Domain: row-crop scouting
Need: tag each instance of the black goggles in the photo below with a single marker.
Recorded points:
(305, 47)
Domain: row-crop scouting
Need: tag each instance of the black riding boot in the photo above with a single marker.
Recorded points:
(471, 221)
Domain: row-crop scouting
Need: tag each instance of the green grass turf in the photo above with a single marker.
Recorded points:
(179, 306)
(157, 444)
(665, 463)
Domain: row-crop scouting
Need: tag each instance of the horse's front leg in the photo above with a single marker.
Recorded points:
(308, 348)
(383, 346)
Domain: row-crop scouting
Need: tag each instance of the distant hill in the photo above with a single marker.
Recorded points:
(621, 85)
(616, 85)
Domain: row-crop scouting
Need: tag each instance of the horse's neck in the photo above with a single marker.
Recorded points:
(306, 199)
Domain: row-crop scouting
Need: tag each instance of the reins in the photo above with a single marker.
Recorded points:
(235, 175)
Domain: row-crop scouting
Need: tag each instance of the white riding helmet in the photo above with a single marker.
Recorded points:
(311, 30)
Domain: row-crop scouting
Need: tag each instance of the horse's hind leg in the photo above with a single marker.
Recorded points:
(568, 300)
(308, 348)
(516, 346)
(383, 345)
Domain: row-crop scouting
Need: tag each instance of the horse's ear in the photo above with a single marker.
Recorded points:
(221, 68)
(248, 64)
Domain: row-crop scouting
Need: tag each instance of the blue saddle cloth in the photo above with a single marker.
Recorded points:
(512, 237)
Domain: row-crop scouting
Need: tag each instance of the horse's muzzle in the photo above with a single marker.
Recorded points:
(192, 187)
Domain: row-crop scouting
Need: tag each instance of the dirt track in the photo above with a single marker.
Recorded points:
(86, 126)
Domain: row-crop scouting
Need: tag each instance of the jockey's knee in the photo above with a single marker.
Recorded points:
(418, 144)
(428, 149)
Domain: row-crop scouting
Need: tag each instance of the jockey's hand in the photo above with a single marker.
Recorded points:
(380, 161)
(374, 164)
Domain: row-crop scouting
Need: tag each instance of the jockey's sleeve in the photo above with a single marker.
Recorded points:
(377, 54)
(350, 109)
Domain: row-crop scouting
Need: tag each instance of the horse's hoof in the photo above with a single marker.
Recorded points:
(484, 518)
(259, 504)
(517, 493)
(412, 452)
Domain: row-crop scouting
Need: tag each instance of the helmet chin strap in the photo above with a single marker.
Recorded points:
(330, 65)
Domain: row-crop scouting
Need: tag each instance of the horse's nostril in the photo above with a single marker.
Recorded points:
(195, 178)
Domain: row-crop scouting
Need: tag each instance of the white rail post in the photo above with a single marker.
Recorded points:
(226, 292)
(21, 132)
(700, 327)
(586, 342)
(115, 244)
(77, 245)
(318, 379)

※ ※ ※

The data is to be reproduced in full, every line intact.

Domain: row-crop scouting
Need: tag each instance of the black goggles in the photo below with a single marker.
Recorded points:
(305, 47)
Domain: row-crop scouting
Need: tag each instance of the black riding boot in the photo above with a single marker.
Recorded points:
(471, 221)
Domain: row-crop scouting
Need: tag each instance of the green grass turf in the photo above with a single marker.
Recorded points:
(179, 306)
(157, 444)
(665, 463)
Domain: row-crop scouting
Need: tag each instance of the horse's front leg in the photo above with a single marker.
Recorded points:
(308, 348)
(383, 346)
Domain: row-crop scouting
Need: tag each instance of the distant hill in the photo above with a single marker.
Recorded points:
(621, 85)
(616, 85)
Domain: row-crop scouting
Need: tag each instance of the horse's neck in the photo above with a single marker.
Recorded points:
(306, 199)
Domain: row-crop scouting
Need: tag each instance of the reins in the photo above with a single marker.
Recorded points:
(235, 175)
Domain: row-crop scouting
Need: tag each instance of the white riding helmet in the photo above with a single marker.
Recorded points:
(311, 30)
Domain: row-crop scouting
Need: tag each instance of the horse's hind leg in the photo above with a single marker.
Recorded points:
(568, 300)
(308, 348)
(516, 346)
(383, 345)
Domain: row-crop scouting
Need: tag each instance of the horse's ear in the photo above with a single marker.
Recorded points:
(221, 68)
(248, 64)
Domain: row-crop scouting
Need: tag each instance of the blue saddle cloth in the photo above with a single marker.
Recorded points:
(512, 237)
Domain: row-crop scouting
Need: tag each instance of the horse's muzzle in the photo above with a single marker.
Recorded points:
(192, 187)
Domain: row-crop scouting
Need: tag each instance of the dirt track in the photo above with a single marker.
Recorded points:
(86, 126)
Domain: row-crop scouting
Need: tag each instance of the jockey's knee in the photo above with a single marker.
Recorded points:
(418, 144)
(428, 149)
Domain: row-crop scouting
Need: tag each instance of the jockey's hand in the photo above with a single marker.
Recorded points:
(380, 161)
(374, 164)
Domain: row-crop scouting
Need: tag each instance of the jockey's sleeve in the photo above with a single marker.
Recorded points:
(377, 54)
(350, 109)
Domain: row-crop scouting
Need: tag each instance of the horse's hoof in the photo above with a single marker.
Recorded points:
(484, 518)
(259, 504)
(517, 493)
(412, 452)
Domain: row-crop scouting
Need: tag each instance of the helmet chin strap in the photo above with a single marker.
Recorded points:
(330, 65)
Domain: row-crop scouting
Need: tag each instance of the horse's nostril in the photo above with a single marker.
Recorded points:
(195, 178)
Domain: row-crop scouting
Need: tag each instance of the white rail post in the photo above with a single marker.
Recorded points:
(226, 292)
(21, 132)
(700, 327)
(586, 342)
(115, 244)
(77, 245)
(318, 379)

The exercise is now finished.